Convert every item below into a JSON array of strings with one string per line, skipping blank lines and leaving out the pictures.

Items from a data source
####################

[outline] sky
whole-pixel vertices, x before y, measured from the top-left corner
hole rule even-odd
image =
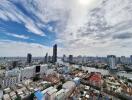
[[[0,56],[132,55],[132,0],[0,0]]]

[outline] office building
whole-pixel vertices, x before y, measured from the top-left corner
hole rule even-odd
[[[132,64],[132,55],[130,56],[130,62],[131,62],[131,64]]]
[[[27,54],[27,63],[30,64],[32,62],[32,54]]]
[[[116,56],[115,55],[108,55],[107,62],[110,69],[116,69]]]
[[[46,53],[46,55],[45,55],[44,62],[48,63],[48,53]]]
[[[53,63],[57,62],[57,44],[53,46]]]
[[[73,63],[73,55],[69,55],[69,63],[70,63],[70,64]]]

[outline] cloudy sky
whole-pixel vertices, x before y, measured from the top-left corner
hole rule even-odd
[[[0,56],[132,54],[132,0],[0,0]]]

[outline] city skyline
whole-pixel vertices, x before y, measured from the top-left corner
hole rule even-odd
[[[129,57],[131,5],[131,0],[2,0],[0,56],[52,55],[57,44],[58,56]]]

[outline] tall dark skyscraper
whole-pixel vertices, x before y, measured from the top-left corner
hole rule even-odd
[[[69,63],[70,63],[70,64],[73,63],[73,55],[69,55]]]
[[[57,62],[57,44],[53,46],[53,63]]]
[[[32,62],[32,54],[28,53],[27,54],[27,63],[30,64]]]
[[[48,53],[46,53],[46,55],[45,55],[45,59],[44,59],[45,61],[45,63],[47,63],[48,62]]]

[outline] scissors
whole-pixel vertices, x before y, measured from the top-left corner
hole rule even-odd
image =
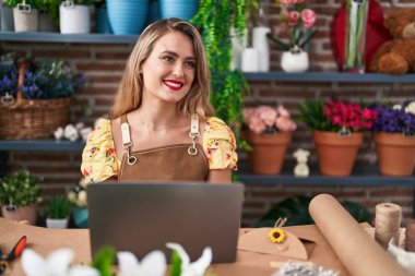
[[[5,269],[10,266],[9,263],[22,254],[23,249],[26,247],[27,238],[23,236],[20,238],[14,248],[9,252],[9,254],[3,254],[0,248],[0,275],[2,275]]]

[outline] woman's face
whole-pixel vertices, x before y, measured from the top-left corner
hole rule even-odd
[[[153,99],[180,101],[194,80],[195,57],[191,38],[177,31],[166,33],[155,41],[141,69],[143,103]]]

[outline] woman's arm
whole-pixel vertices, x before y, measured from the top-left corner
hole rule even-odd
[[[212,169],[209,171],[208,181],[211,183],[230,183],[230,169]]]

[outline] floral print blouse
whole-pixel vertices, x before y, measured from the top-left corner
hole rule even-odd
[[[237,169],[235,136],[221,119],[210,117],[206,120],[202,146],[210,169]],[[121,160],[116,155],[110,121],[100,119],[87,137],[82,154],[82,175],[86,183],[100,182],[118,176],[120,166]]]

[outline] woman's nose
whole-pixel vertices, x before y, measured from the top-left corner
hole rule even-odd
[[[180,62],[177,62],[173,68],[173,75],[175,77],[183,76],[183,65]]]

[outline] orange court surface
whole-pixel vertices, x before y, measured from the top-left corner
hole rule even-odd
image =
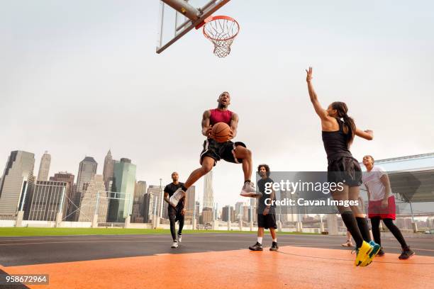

####################

Response to the task ▸
[
  "[outline] sky",
  "whole-pixel vertices, x before y, measured from the top-left corner",
  "hole rule even-odd",
  "image =",
  "[[[0,56],[132,55],[132,0],[0,0]]]",
  "[outline] office building",
  "whole-pixel vertices, x before y, measured from the top-left corner",
  "hole rule even-odd",
  "[[[132,64],[132,55],[130,56],[130,62],[131,62],[131,64]]]",
  "[[[27,54],[27,63],[30,64],[32,62],[32,54]]]",
  "[[[116,56],[115,55],[108,55],[107,62],[110,69],[116,69]]]",
  "[[[46,53],[46,55],[45,55],[44,62],[48,63],[48,53]]]",
  "[[[53,63],[57,62],[57,44],[53,46]]]",
  "[[[73,63],[73,55],[69,55],[69,63],[70,63],[70,64]]]",
  "[outline] cloudy sky",
  "whole-pixel vertices, x before y, measured from the top-left corner",
  "hole rule even-odd",
  "[[[0,56],[132,54],[132,0],[0,0]]]",
  "[outline] city skyline",
  "whole-pixel vertices, x before y, measured from the top-left corner",
  "hole rule even-odd",
  "[[[129,57],[131,5],[131,0],[2,0],[0,56],[52,55],[57,44],[58,56]]]",
  "[outline] tall dark skyscraper",
  "whole-pixel vertices, x before y, measured from the top-left corner",
  "hole rule even-odd",
  "[[[69,63],[70,63],[70,64],[73,63],[73,55],[69,55]]]",
  "[[[57,62],[57,44],[53,46],[53,63]]]",
  "[[[32,62],[32,54],[28,53],[27,54],[27,63],[30,64]]]",
  "[[[48,53],[46,53],[46,55],[45,55],[45,59],[44,59],[45,61],[45,63],[47,63],[48,62]]]",
  "[outline] scissors",
  "whole-pixel vertices, x before y, measured from the top-left corner",
  "hole rule even-odd",
  "image =",
  "[[[5,269],[10,266],[9,263],[22,254],[23,249],[26,247],[27,238],[23,236],[20,238],[14,248],[9,252],[9,254],[3,254],[0,248],[0,275],[2,275]]]",
  "[outline] woman's face",
  "whole-pixel vertices, x before y, measured from the top-left corner",
  "hole rule even-odd",
  "[[[153,99],[180,101],[194,80],[195,57],[191,38],[177,31],[166,33],[155,41],[141,69],[143,103]]]",
  "[outline] woman's arm",
  "whole-pixel vertices, x before y, measured from the top-left corner",
  "hole rule even-odd",
  "[[[212,169],[209,171],[208,181],[211,183],[230,183],[230,169]]]",
  "[outline] floral print blouse",
  "whole-pixel vertices, x before y, measured from the top-left corner",
  "hole rule even-odd",
  "[[[237,169],[235,136],[221,119],[210,117],[206,120],[202,146],[210,169]],[[121,160],[116,155],[110,121],[100,119],[87,137],[82,154],[82,175],[86,183],[100,182],[118,176],[120,166]]]",
  "[outline] woman's nose",
  "whole-pixel vertices, x before y, measured from the top-left corner",
  "hole rule even-odd",
  "[[[180,62],[177,62],[173,68],[173,75],[175,77],[183,76],[183,65]]]",
  "[outline] orange court surface",
  "whole-pixel vertices, x before y, measured from the top-left corner",
  "hole rule even-odd",
  "image ="
]